═════ Source text ═════
This was it's first blood!!!! I bought it brand new after last years bow season and it performed great except it seems loud to the deer at least!

I'm really upset that I got busted and missed that monster. I was actually drawn back on about a 15" cow horn that I was fixing to lay waste too when I saw movement 10 yards behind him and that is when I noticed the big boy. I let the bow down for a minute and gave the eight pointer time to work to the opening and I ran through everything in my brain on form etc... Let the arrow fly and saw him jump straight up and back and saw the dust from the arrow hitting the ground. Clean miss, so he's out there for someone else!!

It took about another 40 minutes till the two does come toward me just like all the other deer. I pick the biggest of the two and let the arrow fly. The rest is history. Saw two more does off in the distance while I was letting my doe expire. All in all I saw 7 deer this morning.

Oh and this was a shot in the dark spot too. The first three spots we went too and had planned to hunt, someone was already there. So we simply parked at the beginning of a dim road and walked in blind (in the dark) and I found a tree that looked good to climb. I could see a few oaks around me in the dark, so that's where I just said, what the hell, here is as good as any spot. One of my buddies says I have a good luck horse shoe stuck up my @$$. Might be a little truth to that at times I suppose. 

But hunting is about 30% skill and 70% luck I think.


----------



## FishinSpot (Oct 16, 2007)

Good story.

I like when it works out well for just stopping and seeing what happens! I'm sure once you get something on there it's going to quiet it down a bunch.

Good job.


----------



## Jason (Oct 2, 2007)

Congrats brother!!!! Glad you got some meat!!! Logan is out in the woods now, I'm headed to a wedding then hopefully cleaning his deer! Then I'm going to work!!!! I'll check in later!!!!


----------



## MULLET HUNTER (Oct 3, 2007)

Way to put the K-bOsH on one!:thumbsup:


----------



## 706Z (Mar 30, 2011)

Good job Telum!When I left the hutton your doe ,my 8,a 5 pt. were all that was brought out.I didn't hunt this afternoon.
═════
## Task instructions
In the hunting forum thread, how many deer does the opening post say were seen that morning?
═════ Supplied data ═════
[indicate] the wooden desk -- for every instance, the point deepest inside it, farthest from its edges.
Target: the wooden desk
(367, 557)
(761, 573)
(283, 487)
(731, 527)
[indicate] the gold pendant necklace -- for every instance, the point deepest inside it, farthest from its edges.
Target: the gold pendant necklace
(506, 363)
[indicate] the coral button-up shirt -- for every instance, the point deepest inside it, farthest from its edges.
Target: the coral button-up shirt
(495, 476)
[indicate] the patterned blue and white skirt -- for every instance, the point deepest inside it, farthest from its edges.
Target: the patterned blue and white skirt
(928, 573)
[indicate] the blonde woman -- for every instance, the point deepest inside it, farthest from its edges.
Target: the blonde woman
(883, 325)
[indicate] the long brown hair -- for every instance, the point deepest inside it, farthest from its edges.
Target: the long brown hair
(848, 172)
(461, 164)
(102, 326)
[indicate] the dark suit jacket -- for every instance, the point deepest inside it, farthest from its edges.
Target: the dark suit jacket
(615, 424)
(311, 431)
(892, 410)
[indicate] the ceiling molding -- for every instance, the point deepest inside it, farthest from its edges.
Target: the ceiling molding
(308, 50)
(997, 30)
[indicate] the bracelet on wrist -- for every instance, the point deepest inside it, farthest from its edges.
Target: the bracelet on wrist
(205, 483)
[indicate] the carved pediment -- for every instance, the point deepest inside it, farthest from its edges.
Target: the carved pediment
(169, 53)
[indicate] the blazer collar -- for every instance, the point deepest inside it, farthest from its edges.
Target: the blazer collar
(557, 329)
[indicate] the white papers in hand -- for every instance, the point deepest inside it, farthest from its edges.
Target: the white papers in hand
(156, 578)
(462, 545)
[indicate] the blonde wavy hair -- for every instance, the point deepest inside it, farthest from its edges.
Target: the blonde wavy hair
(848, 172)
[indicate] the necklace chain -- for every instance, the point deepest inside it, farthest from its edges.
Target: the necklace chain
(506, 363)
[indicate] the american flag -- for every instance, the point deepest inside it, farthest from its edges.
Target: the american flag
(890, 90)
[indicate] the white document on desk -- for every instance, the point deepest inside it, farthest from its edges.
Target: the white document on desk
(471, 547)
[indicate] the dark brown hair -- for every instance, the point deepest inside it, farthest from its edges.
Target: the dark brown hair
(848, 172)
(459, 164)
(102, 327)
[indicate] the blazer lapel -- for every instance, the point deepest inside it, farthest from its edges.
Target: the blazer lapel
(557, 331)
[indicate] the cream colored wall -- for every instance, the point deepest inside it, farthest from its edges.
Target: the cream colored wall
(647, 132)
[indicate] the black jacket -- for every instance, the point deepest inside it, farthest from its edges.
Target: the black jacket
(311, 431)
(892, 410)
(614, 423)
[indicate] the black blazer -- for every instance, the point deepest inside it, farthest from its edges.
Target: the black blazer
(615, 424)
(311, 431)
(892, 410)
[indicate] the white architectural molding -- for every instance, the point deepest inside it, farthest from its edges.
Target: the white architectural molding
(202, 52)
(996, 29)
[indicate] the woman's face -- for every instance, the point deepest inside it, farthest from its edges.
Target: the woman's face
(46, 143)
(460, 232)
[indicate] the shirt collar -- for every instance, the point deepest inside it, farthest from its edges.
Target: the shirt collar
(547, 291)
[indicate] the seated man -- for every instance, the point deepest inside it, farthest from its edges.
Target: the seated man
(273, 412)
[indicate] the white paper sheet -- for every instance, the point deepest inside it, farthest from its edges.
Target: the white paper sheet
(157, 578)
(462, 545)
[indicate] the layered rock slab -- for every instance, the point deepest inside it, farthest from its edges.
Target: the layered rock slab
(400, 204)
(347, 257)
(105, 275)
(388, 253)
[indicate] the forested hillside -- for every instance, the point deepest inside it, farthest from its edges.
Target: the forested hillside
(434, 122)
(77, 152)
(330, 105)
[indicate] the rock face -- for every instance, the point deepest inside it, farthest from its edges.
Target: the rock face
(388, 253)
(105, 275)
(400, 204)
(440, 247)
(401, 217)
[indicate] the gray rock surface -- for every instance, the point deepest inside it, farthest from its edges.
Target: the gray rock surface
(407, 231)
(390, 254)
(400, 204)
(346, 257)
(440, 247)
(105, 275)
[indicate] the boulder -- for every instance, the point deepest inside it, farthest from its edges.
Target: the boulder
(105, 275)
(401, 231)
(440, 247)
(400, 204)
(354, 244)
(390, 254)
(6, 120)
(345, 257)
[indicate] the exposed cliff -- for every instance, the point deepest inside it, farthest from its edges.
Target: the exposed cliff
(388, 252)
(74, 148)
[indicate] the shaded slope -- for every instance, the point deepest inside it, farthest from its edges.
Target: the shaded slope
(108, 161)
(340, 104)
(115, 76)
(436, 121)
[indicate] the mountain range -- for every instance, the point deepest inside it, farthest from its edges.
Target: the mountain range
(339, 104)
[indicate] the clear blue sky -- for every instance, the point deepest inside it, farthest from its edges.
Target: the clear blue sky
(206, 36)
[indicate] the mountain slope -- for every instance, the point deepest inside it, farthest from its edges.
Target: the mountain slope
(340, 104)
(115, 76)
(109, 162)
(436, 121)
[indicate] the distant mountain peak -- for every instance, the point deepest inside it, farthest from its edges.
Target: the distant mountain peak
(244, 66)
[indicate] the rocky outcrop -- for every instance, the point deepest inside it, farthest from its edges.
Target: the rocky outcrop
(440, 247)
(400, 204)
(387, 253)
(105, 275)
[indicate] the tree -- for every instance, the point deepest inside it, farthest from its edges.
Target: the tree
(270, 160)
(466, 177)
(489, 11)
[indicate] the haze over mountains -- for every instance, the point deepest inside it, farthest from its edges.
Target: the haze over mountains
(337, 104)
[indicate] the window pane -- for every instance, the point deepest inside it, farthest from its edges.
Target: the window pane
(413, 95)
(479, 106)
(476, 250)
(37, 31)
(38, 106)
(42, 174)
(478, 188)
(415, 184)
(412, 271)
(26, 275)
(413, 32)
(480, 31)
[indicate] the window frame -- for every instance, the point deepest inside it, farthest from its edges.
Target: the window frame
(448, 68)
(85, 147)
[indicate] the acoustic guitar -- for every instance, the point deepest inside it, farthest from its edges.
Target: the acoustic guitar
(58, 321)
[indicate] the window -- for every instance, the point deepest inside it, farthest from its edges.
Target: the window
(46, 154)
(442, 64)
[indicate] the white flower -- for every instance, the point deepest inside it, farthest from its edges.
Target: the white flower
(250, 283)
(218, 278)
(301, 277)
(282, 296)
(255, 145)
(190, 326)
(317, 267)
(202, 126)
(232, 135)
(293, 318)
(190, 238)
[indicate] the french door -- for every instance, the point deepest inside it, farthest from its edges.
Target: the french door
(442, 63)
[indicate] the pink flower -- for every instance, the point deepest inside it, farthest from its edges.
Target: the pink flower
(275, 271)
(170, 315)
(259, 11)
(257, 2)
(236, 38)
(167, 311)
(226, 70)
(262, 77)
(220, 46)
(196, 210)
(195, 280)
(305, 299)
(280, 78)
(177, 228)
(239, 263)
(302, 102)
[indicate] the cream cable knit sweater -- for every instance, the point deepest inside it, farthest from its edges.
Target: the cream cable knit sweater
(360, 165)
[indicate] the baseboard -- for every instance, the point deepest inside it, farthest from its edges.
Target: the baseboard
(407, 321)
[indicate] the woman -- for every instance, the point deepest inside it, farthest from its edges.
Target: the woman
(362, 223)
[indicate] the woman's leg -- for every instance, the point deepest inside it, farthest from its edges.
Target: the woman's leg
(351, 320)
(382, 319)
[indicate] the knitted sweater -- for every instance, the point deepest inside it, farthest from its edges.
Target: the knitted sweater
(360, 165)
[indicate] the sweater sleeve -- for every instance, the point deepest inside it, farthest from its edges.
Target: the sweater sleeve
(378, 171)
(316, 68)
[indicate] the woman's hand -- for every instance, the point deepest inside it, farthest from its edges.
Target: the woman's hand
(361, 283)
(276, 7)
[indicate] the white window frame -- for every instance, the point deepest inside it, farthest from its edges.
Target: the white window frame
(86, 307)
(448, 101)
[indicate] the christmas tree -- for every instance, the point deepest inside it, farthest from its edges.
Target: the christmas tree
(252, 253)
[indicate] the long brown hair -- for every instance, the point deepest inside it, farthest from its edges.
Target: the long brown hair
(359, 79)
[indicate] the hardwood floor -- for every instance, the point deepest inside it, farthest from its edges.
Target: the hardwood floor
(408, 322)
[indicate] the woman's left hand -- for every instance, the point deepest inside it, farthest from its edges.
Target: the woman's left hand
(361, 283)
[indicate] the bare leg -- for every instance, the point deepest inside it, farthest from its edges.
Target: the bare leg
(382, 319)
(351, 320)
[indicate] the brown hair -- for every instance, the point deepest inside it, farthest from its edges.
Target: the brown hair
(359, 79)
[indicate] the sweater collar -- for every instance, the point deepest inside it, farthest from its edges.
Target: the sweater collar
═════
## Exercise answer
Seven deer.